— BEGIN Records shown —
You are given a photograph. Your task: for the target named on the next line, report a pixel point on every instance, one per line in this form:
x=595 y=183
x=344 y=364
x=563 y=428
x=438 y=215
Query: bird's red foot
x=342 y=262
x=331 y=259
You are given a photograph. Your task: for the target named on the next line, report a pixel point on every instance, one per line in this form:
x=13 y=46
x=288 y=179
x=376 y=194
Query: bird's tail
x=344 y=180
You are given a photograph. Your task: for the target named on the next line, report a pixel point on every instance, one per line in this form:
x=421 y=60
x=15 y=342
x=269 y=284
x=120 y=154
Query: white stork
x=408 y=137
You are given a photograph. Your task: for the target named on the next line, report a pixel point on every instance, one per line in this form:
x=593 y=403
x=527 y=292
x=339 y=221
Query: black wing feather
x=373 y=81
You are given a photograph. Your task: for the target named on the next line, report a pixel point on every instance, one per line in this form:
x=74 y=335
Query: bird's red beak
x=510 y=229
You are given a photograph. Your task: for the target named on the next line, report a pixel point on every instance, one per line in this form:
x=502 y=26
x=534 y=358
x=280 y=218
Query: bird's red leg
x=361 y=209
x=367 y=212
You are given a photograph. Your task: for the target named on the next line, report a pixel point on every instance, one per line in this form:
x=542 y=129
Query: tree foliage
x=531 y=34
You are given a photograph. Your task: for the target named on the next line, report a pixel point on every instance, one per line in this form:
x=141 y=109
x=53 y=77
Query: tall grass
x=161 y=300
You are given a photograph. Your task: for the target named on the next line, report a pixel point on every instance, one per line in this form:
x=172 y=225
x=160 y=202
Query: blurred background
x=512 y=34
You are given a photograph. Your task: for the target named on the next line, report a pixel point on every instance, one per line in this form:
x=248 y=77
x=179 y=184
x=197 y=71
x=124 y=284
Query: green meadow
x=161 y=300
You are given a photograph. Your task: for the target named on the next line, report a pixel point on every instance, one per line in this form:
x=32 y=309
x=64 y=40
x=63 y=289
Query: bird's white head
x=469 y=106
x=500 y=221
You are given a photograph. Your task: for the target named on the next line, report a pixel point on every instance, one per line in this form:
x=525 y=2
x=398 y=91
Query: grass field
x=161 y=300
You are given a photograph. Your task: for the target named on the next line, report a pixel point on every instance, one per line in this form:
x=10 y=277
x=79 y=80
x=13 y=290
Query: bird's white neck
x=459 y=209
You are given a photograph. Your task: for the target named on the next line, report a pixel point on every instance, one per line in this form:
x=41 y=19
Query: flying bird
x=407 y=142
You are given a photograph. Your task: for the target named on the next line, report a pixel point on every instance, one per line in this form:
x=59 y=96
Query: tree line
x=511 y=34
— END Records shown —
Rewrite all of the rows above, substituting "coordinate point" for every occurrence of "pixel point" and leaving everything else unchanged.

You are given a photograph. Your task: for the target named on the next line, report a coordinate point on every instance, one per line in this form:
x=595 y=183
x=344 y=364
x=563 y=428
x=438 y=215
Query: bird's red foot
x=342 y=262
x=331 y=259
You are given a photograph. Your task: for the target named on the next line, report a coordinate point on every instance, one per line in this form:
x=13 y=46
x=288 y=179
x=376 y=194
Query: bird's tail
x=344 y=180
You are given a photograph. Your task: for the target named on the next line, report a coordinate point on every instance, one per line in this form:
x=421 y=60
x=15 y=342
x=269 y=284
x=120 y=154
Query: white stork
x=408 y=137
You are given a photograph. Your task: for the target named on the next line, report a coordinate point on every instance, one per line in this form:
x=593 y=403
x=527 y=292
x=339 y=221
Query: black wing feather
x=373 y=81
You are given a photograph. Your task: for the target named on the next line, report a coordinate point on every instance, one per line in this form:
x=74 y=335
Query: bird's red beak
x=510 y=229
You are given a photograph. Your task: for the target named on the next line, report a coordinate point on every instance, one per line in this form:
x=502 y=26
x=534 y=358
x=280 y=218
Query: bird's red leg
x=361 y=209
x=367 y=212
You are given a photograph. Your task: for the target named on the next line, report a coordinate point on every instance, one per line in this form:
x=542 y=129
Query: tree foliage
x=531 y=34
You are given a photograph. Your task: for the target named on the next line, report a coordinate point on every instance, one per line in this form:
x=141 y=109
x=53 y=77
Query: tall grass
x=161 y=300
You are given a photograph. Your task: for the target named on the next line, report a coordinate point on every instance, one per line in this form:
x=172 y=225
x=160 y=202
Query: blurred background
x=512 y=34
You are given a photograph. Your task: for the target named on the next line, report a coordinate point on every instance, one per line in this form:
x=248 y=77
x=179 y=184
x=197 y=71
x=124 y=284
Query: green meadow
x=161 y=300
You are given a photograph. Your task: for the target named on the next line, report a coordinate point on every instance, one per line in this form:
x=32 y=309
x=64 y=40
x=63 y=289
Query: bird's white head
x=469 y=106
x=500 y=221
You are given a photograph. Your task: for the target named on the next line, report a coordinate point on every instance, one per line in this form:
x=525 y=2
x=398 y=91
Query: grass field
x=161 y=300
You are given a photograph. Your task: for the target named on the next line, report a coordinate point on every instance, one per line in this form:
x=10 y=277
x=79 y=80
x=13 y=290
Query: bird's white neck
x=459 y=209
You are given a photograph. Your task: for the target named on the next line, report a coordinate point on every instance, one per line in this form:
x=41 y=19
Query: flying bird
x=407 y=142
You are given a photograph. Your task: for the target named on the next line, report a coordinate point on every instance, one per line in this form:
x=59 y=96
Query: tree line
x=511 y=34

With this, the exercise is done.